▶ **REQUIRED TASKS**:
**1)** According to the forum thread on finding duplicate files, why is computing a hash counter-productive in the first situation it describes?
**2)** From the duplicate-file thread, reproduce the text between "If you're also" and "than file hashes.", inclusive.

▶ **PASSAGE SHOWN**:
begin
Computing a hash in this situation is actually counter-productive because you'd have to read each file completely into memory (instead of being able to stop at the first difference) and perform a CPU-intensive task on it.

If there are several sets of duplicates, on the other hand, computing a hash of each file is better.

If you're also looking for visual near-duplicates, findimagedupes can help you.

Gilles
He can compute a hash and also save the image's size and skip the images with different sizes. It would be smart to test what takes more time. Computing hash or comparing two images byte by byte.
Jaka
It may seem like a waste of effort to compute all those hashes, but comparing N files to each other is O(N*N). With sufficient number of files, the O(N) algorithm calculating hashes and comparing in a `set()` or `dict()` will be more efficient. Note that you don't need to hash the whole file - the first kb or so is likely to be just as useful as a first check
gnibbler
A: 

As a sidenote, for images, I find raster data hashes to be far more effective than file hashes.
end
▶ **INFORMATION SHOWN**:
begin
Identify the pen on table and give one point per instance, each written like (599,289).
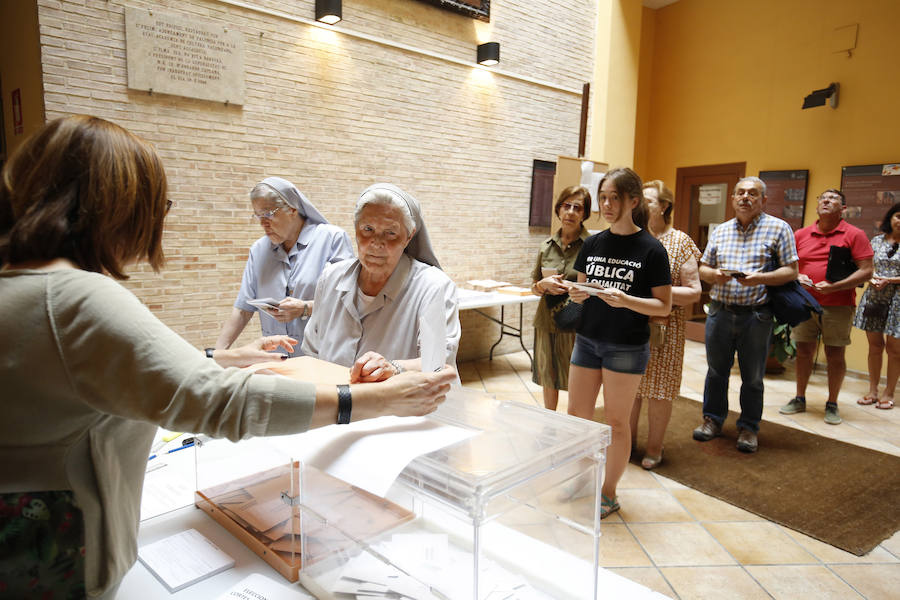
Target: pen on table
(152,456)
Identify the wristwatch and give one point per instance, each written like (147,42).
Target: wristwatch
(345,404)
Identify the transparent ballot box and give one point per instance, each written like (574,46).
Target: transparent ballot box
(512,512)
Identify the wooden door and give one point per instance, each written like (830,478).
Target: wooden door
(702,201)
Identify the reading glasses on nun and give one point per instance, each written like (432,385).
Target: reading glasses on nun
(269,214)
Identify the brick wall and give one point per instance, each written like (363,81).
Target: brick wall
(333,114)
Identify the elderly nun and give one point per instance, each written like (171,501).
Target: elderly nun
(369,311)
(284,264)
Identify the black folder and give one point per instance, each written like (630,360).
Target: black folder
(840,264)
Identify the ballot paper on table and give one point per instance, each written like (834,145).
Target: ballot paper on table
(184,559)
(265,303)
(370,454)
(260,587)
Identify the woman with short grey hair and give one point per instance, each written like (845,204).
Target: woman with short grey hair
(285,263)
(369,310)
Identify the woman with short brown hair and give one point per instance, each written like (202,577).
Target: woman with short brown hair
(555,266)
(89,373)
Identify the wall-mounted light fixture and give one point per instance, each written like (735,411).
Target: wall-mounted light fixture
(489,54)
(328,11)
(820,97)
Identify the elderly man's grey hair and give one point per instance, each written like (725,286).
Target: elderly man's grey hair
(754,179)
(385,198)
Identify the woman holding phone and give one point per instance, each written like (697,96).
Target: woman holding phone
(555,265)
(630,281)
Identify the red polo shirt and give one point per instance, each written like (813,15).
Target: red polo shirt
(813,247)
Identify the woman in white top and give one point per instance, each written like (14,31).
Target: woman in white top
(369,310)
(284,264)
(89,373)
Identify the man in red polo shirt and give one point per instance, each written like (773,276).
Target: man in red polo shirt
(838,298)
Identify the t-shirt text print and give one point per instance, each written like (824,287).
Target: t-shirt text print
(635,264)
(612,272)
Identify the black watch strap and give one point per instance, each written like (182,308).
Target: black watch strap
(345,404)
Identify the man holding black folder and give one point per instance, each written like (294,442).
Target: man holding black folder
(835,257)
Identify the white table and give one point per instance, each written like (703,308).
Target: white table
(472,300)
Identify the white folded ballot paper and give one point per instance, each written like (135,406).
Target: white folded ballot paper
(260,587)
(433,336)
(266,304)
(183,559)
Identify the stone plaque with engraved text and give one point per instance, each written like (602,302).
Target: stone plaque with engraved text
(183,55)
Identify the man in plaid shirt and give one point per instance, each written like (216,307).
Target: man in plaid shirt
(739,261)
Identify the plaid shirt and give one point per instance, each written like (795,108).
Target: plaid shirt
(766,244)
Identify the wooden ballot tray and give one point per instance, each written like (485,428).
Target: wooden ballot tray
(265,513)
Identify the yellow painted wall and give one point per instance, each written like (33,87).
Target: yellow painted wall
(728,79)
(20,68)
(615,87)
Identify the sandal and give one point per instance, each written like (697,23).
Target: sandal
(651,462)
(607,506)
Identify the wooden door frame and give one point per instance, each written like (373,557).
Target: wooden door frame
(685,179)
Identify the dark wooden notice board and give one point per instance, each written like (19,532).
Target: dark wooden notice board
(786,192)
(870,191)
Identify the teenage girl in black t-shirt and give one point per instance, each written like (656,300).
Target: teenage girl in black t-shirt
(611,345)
end
▶ **EXPECTED ANSWERS**:
**1)** You would have to read each file completely into memory instead of stopping at the first difference, and you would also have to perform a CPU-intensive task on it.

**2)**
If you're also looking for visual near-duplicates, findimagedupes can help you.

Gilles
He can compute a hash and also save the image's size and skip the images with different sizes. It would be smart to test what takes more time. Computing hash or comparing two images byte by byte.
Jaka
It may seem like a waste of effort to compute all those hashes, but comparing N files to each other is O(N*N). With sufficient number of files, the O(N) algorithm calculating hashes and comparing in a `set()` or `dict()` will be more efficient. Note that you don't need to hash the whole file - the first kb or so is likely to be just as useful as a first check
gnibbler
A: 

As a sidenote, for images, I find raster data hashes to be far more effective than file hashes.